begin STORED RECORDS

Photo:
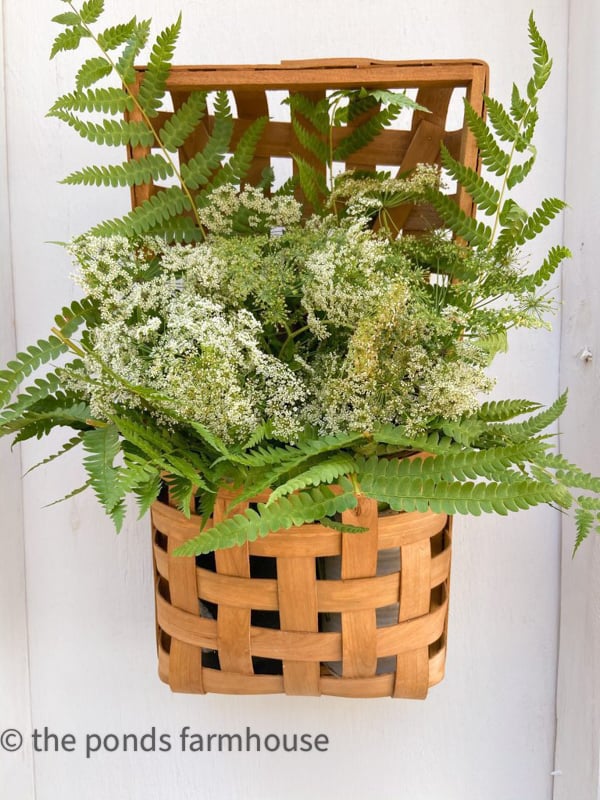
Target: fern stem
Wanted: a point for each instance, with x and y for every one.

end STORED RECORDS
begin STORED RECORDS

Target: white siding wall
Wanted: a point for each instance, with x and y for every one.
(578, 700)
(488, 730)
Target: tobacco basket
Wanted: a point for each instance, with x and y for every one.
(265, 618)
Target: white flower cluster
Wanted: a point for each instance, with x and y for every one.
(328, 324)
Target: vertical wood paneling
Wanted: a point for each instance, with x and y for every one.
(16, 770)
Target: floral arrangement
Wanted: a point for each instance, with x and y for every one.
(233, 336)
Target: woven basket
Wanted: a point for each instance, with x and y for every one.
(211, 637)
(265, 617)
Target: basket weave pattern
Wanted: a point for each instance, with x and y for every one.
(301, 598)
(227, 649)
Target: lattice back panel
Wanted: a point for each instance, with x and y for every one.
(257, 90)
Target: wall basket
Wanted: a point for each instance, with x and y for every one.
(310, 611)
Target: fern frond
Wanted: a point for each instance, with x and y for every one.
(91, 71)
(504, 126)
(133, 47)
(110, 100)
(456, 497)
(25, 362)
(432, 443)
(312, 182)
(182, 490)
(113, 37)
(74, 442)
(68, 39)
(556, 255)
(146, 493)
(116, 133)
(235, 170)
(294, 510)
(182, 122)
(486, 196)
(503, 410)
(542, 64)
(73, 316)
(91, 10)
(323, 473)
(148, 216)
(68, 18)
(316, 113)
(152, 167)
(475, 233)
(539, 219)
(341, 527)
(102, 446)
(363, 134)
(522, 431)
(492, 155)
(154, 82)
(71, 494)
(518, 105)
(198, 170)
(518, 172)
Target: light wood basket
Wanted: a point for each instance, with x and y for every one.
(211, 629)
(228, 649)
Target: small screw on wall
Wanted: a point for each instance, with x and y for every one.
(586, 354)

end STORED RECORDS
begin STORED RECORDS

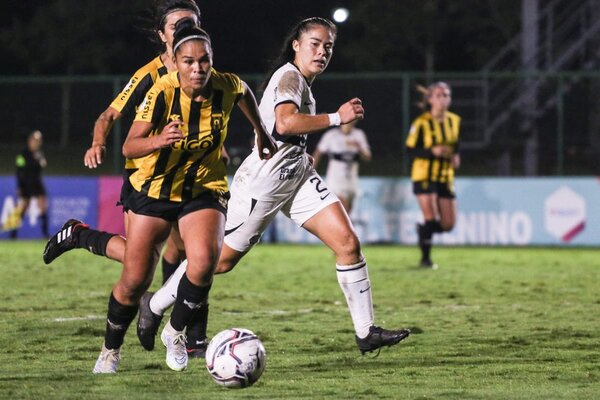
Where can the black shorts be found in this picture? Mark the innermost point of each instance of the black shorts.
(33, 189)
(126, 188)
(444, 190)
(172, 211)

end STORED RECORDS

THE EXERCISE: Copy out each row above that contains the word "white".

ANSWER TO THIS EXERCISE:
Target: white siding wall
Target: white flower cluster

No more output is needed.